[START OF INPUT ROWS]

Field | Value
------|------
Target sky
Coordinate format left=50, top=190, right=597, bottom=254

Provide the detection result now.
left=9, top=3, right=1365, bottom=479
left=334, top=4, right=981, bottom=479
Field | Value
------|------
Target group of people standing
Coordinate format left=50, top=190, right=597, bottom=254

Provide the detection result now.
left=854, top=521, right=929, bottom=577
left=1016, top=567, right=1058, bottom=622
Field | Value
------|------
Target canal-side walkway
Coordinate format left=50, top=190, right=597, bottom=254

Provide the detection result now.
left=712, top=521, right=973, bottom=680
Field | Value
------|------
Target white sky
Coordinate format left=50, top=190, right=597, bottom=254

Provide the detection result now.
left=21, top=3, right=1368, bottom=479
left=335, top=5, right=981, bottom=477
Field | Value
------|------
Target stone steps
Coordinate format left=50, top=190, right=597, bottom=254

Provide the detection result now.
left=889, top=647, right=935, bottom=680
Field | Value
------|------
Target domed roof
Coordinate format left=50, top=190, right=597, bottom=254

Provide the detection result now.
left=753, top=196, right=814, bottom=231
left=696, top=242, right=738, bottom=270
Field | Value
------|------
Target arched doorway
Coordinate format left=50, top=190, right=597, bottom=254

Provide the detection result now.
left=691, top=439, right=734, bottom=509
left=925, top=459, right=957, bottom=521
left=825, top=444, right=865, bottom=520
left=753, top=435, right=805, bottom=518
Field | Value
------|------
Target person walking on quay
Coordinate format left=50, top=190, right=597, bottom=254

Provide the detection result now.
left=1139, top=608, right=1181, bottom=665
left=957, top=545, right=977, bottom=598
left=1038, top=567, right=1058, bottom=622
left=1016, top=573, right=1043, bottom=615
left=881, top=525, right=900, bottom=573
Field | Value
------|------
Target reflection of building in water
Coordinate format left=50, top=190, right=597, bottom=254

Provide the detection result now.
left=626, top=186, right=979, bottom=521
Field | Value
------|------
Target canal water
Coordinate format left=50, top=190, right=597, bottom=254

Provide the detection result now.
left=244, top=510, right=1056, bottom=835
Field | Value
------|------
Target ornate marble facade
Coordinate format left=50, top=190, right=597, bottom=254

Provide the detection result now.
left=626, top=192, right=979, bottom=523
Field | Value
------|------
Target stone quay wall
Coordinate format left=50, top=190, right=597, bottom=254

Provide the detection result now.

[END OF INPUT ROWS]

*STATED GOAL*: Copy the records, requests included, from the very first line through the line containing "left=712, top=521, right=973, bottom=680", with both of those lines included. Multiply every bounding box coordinate in the answers by 0.5 and round to whole numbers, halves up, leaving the numbers in the requests and their format samples as they are.

*WRITTEN ANSWER*:
Field | Value
------|------
Target sky
Coordinate format left=50, top=190, right=597, bottom=254

Provide the detection result now.
left=5, top=2, right=683, bottom=240
left=167, top=2, right=491, bottom=240
Field | Value
------|------
Target group of people standing
Coordinate format left=50, top=190, right=597, bottom=254

Provide the detection result now.
left=427, top=261, right=465, bottom=289
left=508, top=284, right=529, bottom=311
Field | Value
------|------
Target canal-side walkway
Coordinate format left=50, top=190, right=597, bottom=254

Provide the detection result now.
left=356, top=261, right=487, bottom=340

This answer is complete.